Page text:
>>>

Leonicka Valcius: June 2012

Thursday, June 28, 2012

ARCs are no fun

Whenever I mention how badly I want to read Throne of Glass, someone immediately points me to NetGalley to request an advance copy. But I don’t want an ARC. I’m more than happy to wait for the book to come out. 

Receiving ARCs feels like being part of a secret club. You get early access to exclusive content and you have to be “chosen” to receive them. Of course I was enamored with the idea when I first learned about it—who doesn’t like being special?  But after being in the club for a while, I found that ARCs aren’t as fun as I expected.

<<<

Prompt: According to the blog post about advance copies, which site do people suggest for requesting an early copy of Throne of Glass? Work only from the blog post above.

Dataset records:
>>>

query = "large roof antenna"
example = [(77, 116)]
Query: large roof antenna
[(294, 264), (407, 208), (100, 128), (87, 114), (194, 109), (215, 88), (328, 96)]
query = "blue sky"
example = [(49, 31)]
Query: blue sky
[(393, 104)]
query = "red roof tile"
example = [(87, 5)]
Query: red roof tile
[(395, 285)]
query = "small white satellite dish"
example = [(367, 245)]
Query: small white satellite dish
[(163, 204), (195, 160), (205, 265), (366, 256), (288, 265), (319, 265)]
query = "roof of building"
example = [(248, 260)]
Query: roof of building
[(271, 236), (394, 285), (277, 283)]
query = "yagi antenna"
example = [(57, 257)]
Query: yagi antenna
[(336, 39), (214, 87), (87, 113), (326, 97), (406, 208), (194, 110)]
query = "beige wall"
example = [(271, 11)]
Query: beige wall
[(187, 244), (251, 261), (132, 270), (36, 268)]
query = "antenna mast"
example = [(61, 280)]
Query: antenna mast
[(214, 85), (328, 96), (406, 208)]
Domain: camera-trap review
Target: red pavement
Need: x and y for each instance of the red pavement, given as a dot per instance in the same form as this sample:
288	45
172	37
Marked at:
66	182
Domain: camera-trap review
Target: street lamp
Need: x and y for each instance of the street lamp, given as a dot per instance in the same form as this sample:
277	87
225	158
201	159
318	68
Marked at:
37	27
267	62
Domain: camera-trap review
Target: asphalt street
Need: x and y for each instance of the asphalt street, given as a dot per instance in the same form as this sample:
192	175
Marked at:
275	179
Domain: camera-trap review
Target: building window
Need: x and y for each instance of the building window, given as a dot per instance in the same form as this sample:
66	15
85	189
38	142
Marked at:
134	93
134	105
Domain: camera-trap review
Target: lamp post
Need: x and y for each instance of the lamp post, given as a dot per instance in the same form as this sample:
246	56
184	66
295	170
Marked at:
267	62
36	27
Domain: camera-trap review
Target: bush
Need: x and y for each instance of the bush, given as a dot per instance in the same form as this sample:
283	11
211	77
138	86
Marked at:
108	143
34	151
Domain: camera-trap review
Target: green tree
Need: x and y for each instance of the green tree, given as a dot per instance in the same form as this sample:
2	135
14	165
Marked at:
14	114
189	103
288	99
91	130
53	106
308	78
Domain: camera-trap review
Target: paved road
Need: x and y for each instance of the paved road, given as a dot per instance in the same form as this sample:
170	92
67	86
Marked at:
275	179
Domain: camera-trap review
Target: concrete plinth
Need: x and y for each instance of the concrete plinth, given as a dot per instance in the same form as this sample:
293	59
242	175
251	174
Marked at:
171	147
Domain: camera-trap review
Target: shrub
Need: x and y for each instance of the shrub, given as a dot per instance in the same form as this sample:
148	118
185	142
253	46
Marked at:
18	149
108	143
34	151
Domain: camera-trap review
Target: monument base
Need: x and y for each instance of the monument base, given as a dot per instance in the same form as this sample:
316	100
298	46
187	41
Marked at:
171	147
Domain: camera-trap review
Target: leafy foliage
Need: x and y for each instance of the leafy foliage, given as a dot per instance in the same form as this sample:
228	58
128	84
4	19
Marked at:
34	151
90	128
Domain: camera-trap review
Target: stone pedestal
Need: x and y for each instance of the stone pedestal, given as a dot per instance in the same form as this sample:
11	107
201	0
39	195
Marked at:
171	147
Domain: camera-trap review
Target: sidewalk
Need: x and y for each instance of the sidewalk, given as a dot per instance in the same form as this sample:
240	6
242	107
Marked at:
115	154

<<<

Result for this task: NetGalley